### [Task requirements]
Each entry that follows should be given again word for word; please leave out its pictures.

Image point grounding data
----
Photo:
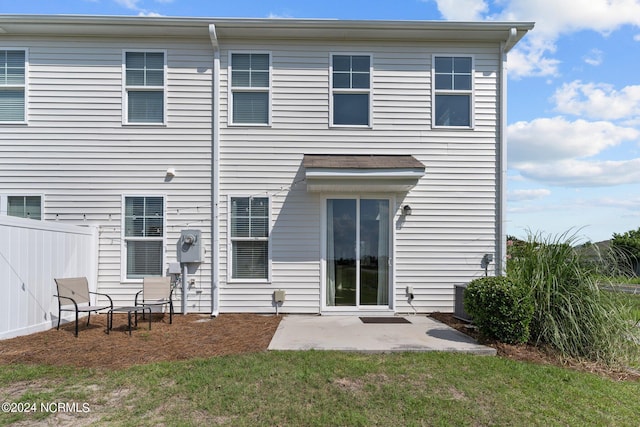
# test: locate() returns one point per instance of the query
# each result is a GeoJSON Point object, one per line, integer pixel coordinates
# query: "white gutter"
{"type": "Point", "coordinates": [215, 174]}
{"type": "Point", "coordinates": [501, 185]}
----
### [Exercise response]
Photo:
# test: locate() returns one point per instance of the query
# each result is a GeoJSON Point object, one per line, integer pixel coordinates
# query: "white gutter"
{"type": "Point", "coordinates": [215, 174]}
{"type": "Point", "coordinates": [501, 185]}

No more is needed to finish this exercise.